# [About this task]
A complete and exact copy of the data below is the task.

# [Recorded data]
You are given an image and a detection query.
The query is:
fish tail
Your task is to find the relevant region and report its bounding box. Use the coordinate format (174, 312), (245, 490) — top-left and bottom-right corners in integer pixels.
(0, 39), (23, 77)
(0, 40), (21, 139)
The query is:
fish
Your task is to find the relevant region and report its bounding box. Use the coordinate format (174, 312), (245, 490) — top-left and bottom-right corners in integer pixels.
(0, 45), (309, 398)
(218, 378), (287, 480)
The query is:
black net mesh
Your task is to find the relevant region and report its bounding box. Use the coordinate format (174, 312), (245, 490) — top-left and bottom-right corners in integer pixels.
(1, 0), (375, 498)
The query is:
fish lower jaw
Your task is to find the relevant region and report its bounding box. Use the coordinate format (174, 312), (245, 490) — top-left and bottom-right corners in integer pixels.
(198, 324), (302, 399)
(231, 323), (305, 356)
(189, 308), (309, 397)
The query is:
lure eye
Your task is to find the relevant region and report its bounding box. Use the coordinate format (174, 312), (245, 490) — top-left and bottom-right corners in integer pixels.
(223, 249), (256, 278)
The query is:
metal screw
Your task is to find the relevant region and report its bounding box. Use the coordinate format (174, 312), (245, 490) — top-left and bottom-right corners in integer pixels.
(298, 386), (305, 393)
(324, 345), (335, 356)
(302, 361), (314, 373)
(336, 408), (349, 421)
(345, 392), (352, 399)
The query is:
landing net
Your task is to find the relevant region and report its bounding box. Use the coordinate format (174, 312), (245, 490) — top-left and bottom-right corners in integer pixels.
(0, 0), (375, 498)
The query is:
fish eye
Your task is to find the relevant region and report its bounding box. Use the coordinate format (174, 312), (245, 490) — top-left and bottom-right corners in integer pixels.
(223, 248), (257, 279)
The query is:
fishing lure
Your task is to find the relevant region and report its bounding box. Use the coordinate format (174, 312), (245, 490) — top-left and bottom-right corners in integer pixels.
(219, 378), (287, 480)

# [Output for this exercise]
You are given an image and a detection query.
The query is:
fish tail
Your task is to find the relevant region and report its bounding box. Use the coordinate format (174, 312), (245, 490) — top-left and bottom-right corners in integer pixels.
(0, 39), (23, 77)
(0, 40), (21, 139)
The query is:
fish
Your task is to find the relevant region and report its bounding box. Use the coordinate format (174, 312), (245, 490) — top-left and bottom-right corners in integer pixels.
(0, 45), (309, 398)
(218, 378), (287, 480)
The query is:
black net mesh
Your task is to find the relevant region and report its bounding box. Use the coordinate format (174, 312), (245, 490) — top-left and bottom-right corners in integer pixels.
(1, 0), (375, 498)
The query is:
fish lower jaw
Your task is to find the relevant region and report its bounding box. Use the coordinate format (174, 312), (245, 490) — top-left and bottom-right corners in integer pixels.
(198, 324), (302, 399)
(231, 323), (305, 356)
(189, 308), (309, 397)
The query is:
lure eye
Your task is to find the relevant region and report its bounding box. Use the coordinate format (174, 312), (245, 490) — top-left and bottom-right corners in integer pixels.
(223, 249), (256, 278)
The query is:
metal screw
Your task is to find the relevant region and report its bounding box. Use the coordinate format (174, 312), (245, 490) — top-left and bottom-right corners in integer pixels.
(298, 386), (305, 393)
(324, 345), (335, 356)
(302, 361), (314, 373)
(336, 408), (349, 421)
(345, 392), (352, 399)
The query is:
landing net
Your task is to find the relevant region and report its bounding box. Use the coordinate format (174, 312), (245, 490) — top-left and bottom-right corners in integer pixels.
(0, 0), (375, 498)
The query is:
fish eye
Your task is to find the relevant region and report its bounding box. Use the coordinate format (174, 312), (245, 490) — top-left and bottom-right corners in integer pixels.
(223, 248), (257, 279)
The query is:
fishing lure
Your task is to find the relevant region and report its bounding box. Use the coordinate format (174, 312), (245, 490) — top-left and bottom-right corners in integer pixels.
(219, 378), (287, 480)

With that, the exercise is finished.